*EXERCISES:*
1/ Restate word for word the part of the Saline County history passage that begins at "Although Bourgmont turned" and stops after "an American one.".
2/ How many lodges housed the people of the Grand Village of the Plains Comanche, according to the Saline County history passage?
3/ Do these statements agree with the Saline County history passage? (a) Bourgmont crossed through present-day Saline County in 1724. (b) Over 300 horses pulled the belongings of Bourgmont's party. (c) The Kansas-Nebraska Act kept the Missouri Compromise in force.

** BEGIN SELECTED EXTRACT **

The earliest known European explorer to visit the Saline River country was the Frenchman Etienne Veniard de Bourgmont who crossed through present day Saline County, Kansas, in 1724. His mission was to establish a fort on the Missouri River and negotiate a peace treaty between France and the Plains Comanche, Kansa and other Indian tribes. Accompanying Bourgmont were 19 Frenchmen and over 1,000 Kansa and Missouri Indian people along with Plains Comanche slaves he hoped to return to their tribes. Over 300 dogs pulled their belongings.
Although Bourgmont turned back due to fever, members of his expedition reached the Grand Village of the Plains Comanche just a month later. Two months later, in October, Bourgmont set out once again for the Grand Village which was settled along the banks of the Saline River. 500 lodges housed 800 warriors, 1,500 women and over 2,000 children. A peace treaty was signed and Bourgmont returned triumphant to France, accompanied by a number of Indian people. After being presented at court to the King of France and his family, the Indian people eventually returned home.
French fur traders and trappers bartered with Indian tribes in Saline County for the next 75 years, and it was not until 1806 when the location was once again crossed by an exploratory expedition. This time it was an American one.
Captain Zebulon Pike was to meet with the chiefs of the Kansa and Osage tribes to arrange a peace treaty, as well as to establish friendly relations with the Comanche. He was also on the lookout for information on the natural environment, streams, mineral resources and the people of the southern portion of the Louisiana Purchase. On the way to a large Pawnee village on the Republican River in Nebraska, Pike's expedition passed only a few miles to the east of the Smoky Hill ANG Range. Later, when his expedition headed west, Pike and men were captured and imprisoned by the Spanish in Santa Fe, eventually being released in l807.
Native American tribes that formerly occupied the vicinity of the Range included the Kansa, Pawnee, Wichita and Cheyenne. In the early part of the 19th century, the territory was utilized by the Kansa as hunting and trapping grounds, a territory often disputed by their northern neighbors, the Pawnee.
As eastern tribes were pushed westward ahead of advancing white civilization, reservations were established in Kansas for the indigenous tribes and the newly arrived immigrant tribes. With the opening of the Kansas Territory in 1854, the Kansa reservation near Council Grove was overrun by squatters, land jobbers and other settlers. By 1873, the Kansa were forced out of their old homelands and removed to Oklahoma.
Actual settlers began to arrive in the Saline River country in the late 1850s. The number of settlers was very low, partly due to fear of the various Indian tribes that roamed freely through the region.
In 1854, passage of the Kansas-Nebraska Act by the United States Congress spurred interest in the settlement of Kansas. The Act created the territories of Kansas and Nebraska out of the old Indian Territory. It also repealed the Missouri Compromise which had prohibited slavery north of 36° 30'. Popular sovereignty was to determine whether Kansas was to be a slave or free state. People on both sides of the issue flocked to Kansas from the eastern United States, each hoping to win the state for their respective side.

** END SELECTED EXTRACT **
** BEGIN RECORD EXCERPTS **

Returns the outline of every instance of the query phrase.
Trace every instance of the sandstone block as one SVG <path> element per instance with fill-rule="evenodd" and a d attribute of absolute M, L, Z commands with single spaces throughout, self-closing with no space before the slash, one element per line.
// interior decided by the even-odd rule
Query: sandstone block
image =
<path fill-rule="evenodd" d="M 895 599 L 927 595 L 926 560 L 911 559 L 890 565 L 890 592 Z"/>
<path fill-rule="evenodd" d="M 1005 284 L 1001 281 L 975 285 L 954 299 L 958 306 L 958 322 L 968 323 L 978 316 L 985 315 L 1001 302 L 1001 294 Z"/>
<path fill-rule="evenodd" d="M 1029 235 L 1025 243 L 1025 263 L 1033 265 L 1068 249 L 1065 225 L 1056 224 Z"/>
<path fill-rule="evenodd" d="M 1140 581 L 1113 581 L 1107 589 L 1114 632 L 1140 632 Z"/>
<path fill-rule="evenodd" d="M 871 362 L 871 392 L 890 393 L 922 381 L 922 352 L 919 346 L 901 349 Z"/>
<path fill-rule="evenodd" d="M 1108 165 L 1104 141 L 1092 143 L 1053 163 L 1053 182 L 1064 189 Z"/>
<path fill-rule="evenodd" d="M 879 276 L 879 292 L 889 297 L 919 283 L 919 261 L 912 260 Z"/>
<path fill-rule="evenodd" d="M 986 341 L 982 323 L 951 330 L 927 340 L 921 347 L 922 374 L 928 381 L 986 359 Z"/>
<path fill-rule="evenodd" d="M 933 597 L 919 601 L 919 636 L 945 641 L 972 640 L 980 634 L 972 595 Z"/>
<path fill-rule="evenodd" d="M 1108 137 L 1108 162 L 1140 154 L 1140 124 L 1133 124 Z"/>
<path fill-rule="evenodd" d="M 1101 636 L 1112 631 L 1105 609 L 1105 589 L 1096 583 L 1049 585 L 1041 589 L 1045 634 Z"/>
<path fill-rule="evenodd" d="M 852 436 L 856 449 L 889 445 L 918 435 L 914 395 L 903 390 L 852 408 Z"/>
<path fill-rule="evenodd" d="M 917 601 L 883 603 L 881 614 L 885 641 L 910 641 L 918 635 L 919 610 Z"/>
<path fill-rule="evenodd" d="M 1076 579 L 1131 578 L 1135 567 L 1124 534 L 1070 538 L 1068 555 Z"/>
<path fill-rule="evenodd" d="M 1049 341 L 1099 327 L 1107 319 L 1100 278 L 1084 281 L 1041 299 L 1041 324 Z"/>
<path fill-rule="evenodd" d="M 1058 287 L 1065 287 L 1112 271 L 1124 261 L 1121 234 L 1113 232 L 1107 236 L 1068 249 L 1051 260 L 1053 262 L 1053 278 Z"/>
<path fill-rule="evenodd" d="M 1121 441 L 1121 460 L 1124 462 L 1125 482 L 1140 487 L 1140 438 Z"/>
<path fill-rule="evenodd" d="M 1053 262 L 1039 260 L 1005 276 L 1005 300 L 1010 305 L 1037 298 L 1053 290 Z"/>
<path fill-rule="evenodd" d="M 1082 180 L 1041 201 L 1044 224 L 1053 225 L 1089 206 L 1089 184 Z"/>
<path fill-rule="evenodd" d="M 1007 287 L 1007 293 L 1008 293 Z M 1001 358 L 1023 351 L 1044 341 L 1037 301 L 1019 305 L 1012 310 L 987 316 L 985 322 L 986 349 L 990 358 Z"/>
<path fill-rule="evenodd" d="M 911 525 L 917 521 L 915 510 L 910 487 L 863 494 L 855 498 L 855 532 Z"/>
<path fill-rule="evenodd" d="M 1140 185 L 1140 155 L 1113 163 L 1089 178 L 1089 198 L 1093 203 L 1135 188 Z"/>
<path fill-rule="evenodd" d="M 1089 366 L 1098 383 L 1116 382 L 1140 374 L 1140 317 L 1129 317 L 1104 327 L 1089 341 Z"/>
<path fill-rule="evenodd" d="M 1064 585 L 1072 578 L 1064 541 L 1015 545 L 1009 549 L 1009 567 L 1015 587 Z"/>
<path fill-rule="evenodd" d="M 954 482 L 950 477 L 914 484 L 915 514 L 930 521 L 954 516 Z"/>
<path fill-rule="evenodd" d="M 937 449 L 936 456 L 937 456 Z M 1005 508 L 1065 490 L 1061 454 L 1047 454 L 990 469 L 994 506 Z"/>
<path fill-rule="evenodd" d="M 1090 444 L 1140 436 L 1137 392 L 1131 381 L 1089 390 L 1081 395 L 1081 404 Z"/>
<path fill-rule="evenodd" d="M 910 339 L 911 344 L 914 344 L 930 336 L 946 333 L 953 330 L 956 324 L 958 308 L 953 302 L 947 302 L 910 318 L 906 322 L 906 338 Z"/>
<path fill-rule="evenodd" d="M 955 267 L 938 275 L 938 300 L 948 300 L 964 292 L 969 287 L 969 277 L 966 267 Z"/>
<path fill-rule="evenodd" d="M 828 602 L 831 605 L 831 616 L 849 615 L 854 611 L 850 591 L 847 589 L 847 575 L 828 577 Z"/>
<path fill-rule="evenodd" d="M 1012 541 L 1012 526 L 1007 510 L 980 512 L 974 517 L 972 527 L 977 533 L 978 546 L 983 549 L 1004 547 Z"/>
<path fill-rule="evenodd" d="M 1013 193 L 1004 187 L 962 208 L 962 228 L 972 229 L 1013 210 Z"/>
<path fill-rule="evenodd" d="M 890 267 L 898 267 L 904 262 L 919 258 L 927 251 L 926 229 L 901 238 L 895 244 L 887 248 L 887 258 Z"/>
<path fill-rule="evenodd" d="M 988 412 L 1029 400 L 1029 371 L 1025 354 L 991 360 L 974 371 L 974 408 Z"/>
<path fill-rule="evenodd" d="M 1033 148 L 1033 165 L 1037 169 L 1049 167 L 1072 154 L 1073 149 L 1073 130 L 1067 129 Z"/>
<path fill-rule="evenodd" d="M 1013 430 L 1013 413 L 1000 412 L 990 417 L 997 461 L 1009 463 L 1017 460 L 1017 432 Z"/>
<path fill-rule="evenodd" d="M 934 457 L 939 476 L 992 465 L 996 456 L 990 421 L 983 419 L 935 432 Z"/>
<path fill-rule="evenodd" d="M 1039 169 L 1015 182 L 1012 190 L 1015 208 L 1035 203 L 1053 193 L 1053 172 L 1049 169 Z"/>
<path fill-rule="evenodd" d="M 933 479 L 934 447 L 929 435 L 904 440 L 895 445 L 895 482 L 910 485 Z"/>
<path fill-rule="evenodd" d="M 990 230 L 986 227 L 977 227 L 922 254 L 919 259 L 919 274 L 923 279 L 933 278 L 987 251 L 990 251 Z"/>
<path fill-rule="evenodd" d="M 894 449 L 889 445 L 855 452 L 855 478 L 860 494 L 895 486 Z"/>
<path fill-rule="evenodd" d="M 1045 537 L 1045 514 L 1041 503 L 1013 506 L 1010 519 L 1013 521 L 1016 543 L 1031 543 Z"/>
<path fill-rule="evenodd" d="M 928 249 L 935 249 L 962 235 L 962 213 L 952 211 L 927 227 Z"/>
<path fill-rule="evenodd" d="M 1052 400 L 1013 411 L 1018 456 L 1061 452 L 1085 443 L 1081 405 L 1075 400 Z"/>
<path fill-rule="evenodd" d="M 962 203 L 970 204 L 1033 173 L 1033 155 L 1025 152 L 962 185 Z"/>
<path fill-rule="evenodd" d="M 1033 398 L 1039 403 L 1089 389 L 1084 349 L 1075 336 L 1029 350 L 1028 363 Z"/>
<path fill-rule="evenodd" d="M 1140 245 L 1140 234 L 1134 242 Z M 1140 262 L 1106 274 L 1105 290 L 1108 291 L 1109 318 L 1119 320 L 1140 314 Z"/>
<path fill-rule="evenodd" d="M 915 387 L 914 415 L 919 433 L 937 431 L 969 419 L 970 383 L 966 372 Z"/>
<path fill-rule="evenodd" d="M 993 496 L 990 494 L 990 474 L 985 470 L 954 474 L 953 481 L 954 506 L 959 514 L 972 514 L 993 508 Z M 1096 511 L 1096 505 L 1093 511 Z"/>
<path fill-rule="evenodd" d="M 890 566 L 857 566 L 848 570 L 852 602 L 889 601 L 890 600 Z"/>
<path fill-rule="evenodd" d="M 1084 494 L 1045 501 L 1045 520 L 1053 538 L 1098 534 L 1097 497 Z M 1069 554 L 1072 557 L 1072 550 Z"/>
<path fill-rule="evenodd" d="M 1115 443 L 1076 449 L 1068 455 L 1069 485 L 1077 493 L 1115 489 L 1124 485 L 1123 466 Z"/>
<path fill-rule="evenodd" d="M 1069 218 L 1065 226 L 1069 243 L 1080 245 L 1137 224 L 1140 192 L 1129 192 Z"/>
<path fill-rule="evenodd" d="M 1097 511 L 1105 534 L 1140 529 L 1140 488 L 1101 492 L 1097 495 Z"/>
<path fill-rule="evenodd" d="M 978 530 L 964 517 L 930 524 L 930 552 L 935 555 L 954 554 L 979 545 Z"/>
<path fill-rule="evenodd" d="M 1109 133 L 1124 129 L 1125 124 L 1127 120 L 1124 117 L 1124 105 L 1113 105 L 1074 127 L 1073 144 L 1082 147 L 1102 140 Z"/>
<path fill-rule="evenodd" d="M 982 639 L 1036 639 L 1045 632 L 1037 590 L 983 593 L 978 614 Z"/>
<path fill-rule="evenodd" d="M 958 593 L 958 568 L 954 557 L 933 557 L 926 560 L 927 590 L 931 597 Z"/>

** END RECORD EXCERPTS **

*ANSWERS:*
1/
Although Bourgmont turned back due to fever, members of his expedition reached the Grand Village of the Plains Comanche just a month later. Two months later, in October, Bourgmont set out once again for the Grand Village which was settled along the banks of the Saline River. 500 lodges housed 800 warriors, 1,500 women and over 2,000 children. A peace treaty was signed and Bourgmont returned triumphant to France, accompanied by a number of Indian people. After being presented at court to the King of France and his family, the Indian people eventually returned home.
French fur traders and trappers bartered with Indian tribes in Saline County for the next 75 years, and it was not until 1806 when the location was once again crossed by an exploratory expedition. This time it was an American one.

2/ 500 lodges.

3/
(a) Yes: "crossed through present day Saline County, Kansas, in 1724."
(b) No: "Over 300 dogs pulled their belongings."
(c) No: "It also repealed the Missouri Compromise which had prohibited slavery north of 36° 30'."